● GIVEN INSTRUCTION: Below are the records. Restate word for word every line from the one that contains "Mark each instance of the spiral" through the final line, both included.

● DATA RECORDS:
.....

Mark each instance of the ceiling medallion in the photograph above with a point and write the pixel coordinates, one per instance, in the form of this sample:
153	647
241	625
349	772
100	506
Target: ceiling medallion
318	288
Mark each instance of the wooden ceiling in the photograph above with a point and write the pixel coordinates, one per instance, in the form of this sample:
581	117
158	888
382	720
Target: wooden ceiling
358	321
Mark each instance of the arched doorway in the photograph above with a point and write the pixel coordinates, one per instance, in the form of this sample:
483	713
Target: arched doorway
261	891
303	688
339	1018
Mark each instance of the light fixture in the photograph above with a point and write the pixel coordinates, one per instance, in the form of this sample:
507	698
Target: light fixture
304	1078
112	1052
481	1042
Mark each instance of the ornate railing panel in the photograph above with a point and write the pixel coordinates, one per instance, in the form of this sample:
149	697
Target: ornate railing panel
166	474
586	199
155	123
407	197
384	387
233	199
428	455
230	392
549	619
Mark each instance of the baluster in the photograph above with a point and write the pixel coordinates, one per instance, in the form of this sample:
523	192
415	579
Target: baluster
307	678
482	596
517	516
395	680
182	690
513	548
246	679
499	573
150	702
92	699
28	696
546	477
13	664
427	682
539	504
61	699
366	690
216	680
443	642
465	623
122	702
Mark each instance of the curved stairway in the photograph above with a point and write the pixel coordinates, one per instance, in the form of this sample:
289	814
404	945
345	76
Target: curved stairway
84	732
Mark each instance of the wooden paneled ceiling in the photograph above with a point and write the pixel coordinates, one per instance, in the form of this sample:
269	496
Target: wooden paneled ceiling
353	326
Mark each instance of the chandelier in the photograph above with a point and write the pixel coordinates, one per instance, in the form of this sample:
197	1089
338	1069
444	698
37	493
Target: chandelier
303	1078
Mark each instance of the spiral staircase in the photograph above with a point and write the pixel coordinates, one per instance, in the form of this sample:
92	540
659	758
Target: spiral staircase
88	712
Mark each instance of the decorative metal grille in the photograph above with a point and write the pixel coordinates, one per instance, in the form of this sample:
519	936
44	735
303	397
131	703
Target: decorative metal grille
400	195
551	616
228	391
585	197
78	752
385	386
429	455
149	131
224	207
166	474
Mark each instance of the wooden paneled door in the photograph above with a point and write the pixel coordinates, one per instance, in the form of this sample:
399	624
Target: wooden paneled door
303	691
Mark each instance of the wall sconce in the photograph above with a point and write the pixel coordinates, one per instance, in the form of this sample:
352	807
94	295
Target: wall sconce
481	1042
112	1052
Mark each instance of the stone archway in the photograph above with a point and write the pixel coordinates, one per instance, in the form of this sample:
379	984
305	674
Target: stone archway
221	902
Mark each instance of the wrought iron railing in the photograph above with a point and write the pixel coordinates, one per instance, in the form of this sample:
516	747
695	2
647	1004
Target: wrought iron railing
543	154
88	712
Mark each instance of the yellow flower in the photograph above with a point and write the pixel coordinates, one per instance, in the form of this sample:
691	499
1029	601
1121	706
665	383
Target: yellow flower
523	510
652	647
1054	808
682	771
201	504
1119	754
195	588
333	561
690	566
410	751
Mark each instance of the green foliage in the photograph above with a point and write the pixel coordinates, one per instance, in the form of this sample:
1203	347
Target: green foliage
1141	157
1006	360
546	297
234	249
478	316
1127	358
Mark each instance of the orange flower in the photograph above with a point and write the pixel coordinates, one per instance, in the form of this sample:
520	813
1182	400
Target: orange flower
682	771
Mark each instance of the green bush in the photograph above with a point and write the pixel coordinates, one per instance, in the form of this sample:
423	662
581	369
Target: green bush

.....

● CORRECT RESULT:
Mark each instance of the spiral staircase in the photograph above with a point and write the pixel coordinates, one per instance, in the form of this sample:
92	540
659	758
Target: spiral staircase
88	712
Mark each instance of the decorative metal grille in the photograph above with a point and write the pixel coordinates, one per instance, in the form of this sample:
519	936
44	735
303	397
131	703
Target: decorative metal grille
400	195
551	616
228	391
585	197
78	752
385	386
429	455
149	131
224	207
166	474
Mark each instance of the wooden paneled door in the photograph above with a point and write the pixel coordinates, one per instance, in the form of this sample:
399	624
Target: wooden paneled door
303	691
Mark each instance of the wall sconce in the photograph above with a point and write the pixel coordinates, one per instance, in the form of this sample:
352	807
94	295
Target: wall sconce
481	1042
112	1052
Mark each instance of the stone archway in the photograph above with a point and write the pixel coordinates, one per instance, in the form of this sample:
379	984
305	674
Target: stone archway
221	902
Mark each instance of the wrought iron railing in the photograph above with a point and write the pixel coordinates, one per instance, in the form of this sample:
516	747
695	2
647	1004
Target: wrought iron railing
543	154
88	712
Mark each instance of the yellow flower in the photograph above with a point and write the pixel coordinates, one per instance, in the form of this sample:
691	499
1029	601
1121	706
665	383
Target: yellow flower
523	510
652	647
1054	808
682	771
201	504
1119	754
195	588
333	561
690	566
410	751
Mark each instance of the green foliage in the photograph above with a point and write the pixel coordinates, one per instance, in the form of this sample:
1203	347
Target: green foliage
1141	157
1006	360
546	297
234	249
478	316
1127	358
Mark each instance of the orange flower in the photograph above with a point and write the pixel coordinates, one per instance, in the form of this sample:
520	813
1182	400
Target: orange flower
682	771
Mark each instance of the green bush in the photograph above with a point and write the pixel coordinates, one per instance, in the form of this sample:
423	662
581	369
Target: green bush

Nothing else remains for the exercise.